**WRITTEN TASK A:**
Answer these questions from the normality-testing tutorial, one answer per line:
(i) How many observations on Microsoft stock returns does the sample data contain?
(ii) Between which two dates does the period of weekly returns fall?
(iii) On what line should all observations occur in a Q-Q plot for a normal distribution?
**WRITTEN TASK B:** List every Python library that the normality-testing tutorial says is needed to follow it.
**WRITTEN TASK C:** Reproduce the part of the normality-testing tutorial that begins at the words "Introduction" and stops after "seaborn, and scipy.", substituting "guide" for "tutorial" each time it appears.

**EXTRACTED TEXT:**
********

In this tutorial we will explore how to test for normality using Python.

Table of contents


Introduction

In this tutorial we will perform Jarque-Bera test in Python, Kolmogorov-Smirnov test in Python, Anderson-Darling test in Python, and Shapiro-Wilk test in Python on a sample data of 52 observations on returns of Microsoft stock.

We will also compare the results of each test and mention their advantages and disadvantages.

To continue following this tutorial we will need the following Python libraries: pandas, numpy, matplotlib, seaborn, and scipy.

If you don’t have it installed, please open “Command Prompt” (on Windows) and install it using the following code:


pip install pandas
pip install numpy
pip install matplotlib
pip install seaborn
pip install scipy

Sample data for normality testing

In this article we will be working with weekly historical returns on Microsoft stock. Let’s consider the period between 01/01/2018 and 31/12/2018. This data can be easily downloaded from Yahoo! finance.

Go ahead and download the data in .csv format and save it in the same directory as the .py file with the code we will build.

Now that we have the data downloaded, let’s import it in Python and select the columns that have the date of observation and the closing price:


import pandas as pd

df = pd.read_csv('MSFT.csv')
df = df[['Date', 'Close']]

Displaying first few rows of the data with stock prices:


print(df.head(3))

We should get:

         Date      Close
0  2018-01-01  88.190002
1  2018-01-08  89.599998
2  2018-01-15  90.000000

As you will see, the file contains data on Microsoft stock price for 53 weeks. Now, we want to work with returns on the stock, not the price itself, so we will need to do a little bit of data manipulation:


df['diff'] = pd.Series(np.diff(df['Close']))
df['return'] = df['diff']/df['Close']

df = df[['Date', 'return']].dropna()

Displaying first few rows of the data with stock returns:


print(df.head(3))

We should get:

         Date    return
0  2018-01-01  0.015988
1  2018-01-08  0.004464
2  2018-01-15  0.045111

To make more sense of this data, and particularly why we have converted prices to returns which we then want to test for normality using Python, let’s visualize the data using a histogram:


from matplotlib import pyplot as plt

plt.hist(df['return'])
plt.show()

And we get:

distribution of returns

Notice that the distribution of data visually looks somewhat like normal distribution. But is it really? That is the question we are going to answer using different statistical methods in the following sections!


Q-Q plot in Python

We will start with one of the more visual and less mathematical approaches, quantile-quantile plot.

What is a quantile-quantile plot? It is a plot that shows the distribution of a given data against normal distribution, namely existing quantiles vs normal theoretical quantiles.

Let’s create the Q-Q plot for our data using Python and then interpret the results.


import pylab
import scipy.stats as stats

stats.probplot(df['return'], dist="norm", plot=pylab)
pylab.show()

And we should get:

Q-Q plot Python

Looking at the graph above, we see an upward sloping linear relationship. For a normal distribution, the observations should all occur on the 45 degree straight line. Do we see such relationship above? We do partially. So what this can signal to us is that the distribution we are working with is not perfectly normal but close to it.

********

Stored data entries
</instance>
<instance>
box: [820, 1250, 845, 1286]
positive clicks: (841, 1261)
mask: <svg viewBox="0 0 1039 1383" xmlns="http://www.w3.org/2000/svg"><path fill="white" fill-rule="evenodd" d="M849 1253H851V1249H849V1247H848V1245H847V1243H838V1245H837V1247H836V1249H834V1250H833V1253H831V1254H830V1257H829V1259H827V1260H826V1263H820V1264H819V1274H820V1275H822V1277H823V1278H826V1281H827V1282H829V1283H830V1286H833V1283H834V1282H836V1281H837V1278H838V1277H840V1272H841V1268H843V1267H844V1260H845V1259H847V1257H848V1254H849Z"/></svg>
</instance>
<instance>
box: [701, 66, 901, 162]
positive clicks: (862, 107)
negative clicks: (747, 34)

********

**RESULT A:**
(i) 52 observations
(ii) 01/01/2018 and 31/12/2018
(iii) The 45 degree straight line

**RESULT B:** pandas, numpy, matplotlib, seaborn, scipy

**RESULT C:**
Introduction

In this guide we will perform Jarque-Bera test in Python, Kolmogorov-Smirnov test in Python, Anderson-Darling test in Python, and Shapiro-Wilk test in Python on a sample data of 52 observations on returns of Microsoft stock.

We will also compare the results of each test and mention their advantages and disadvantages.

To continue following this guide we will need the following Python libraries: pandas, numpy, matplotlib, seaborn, and scipy.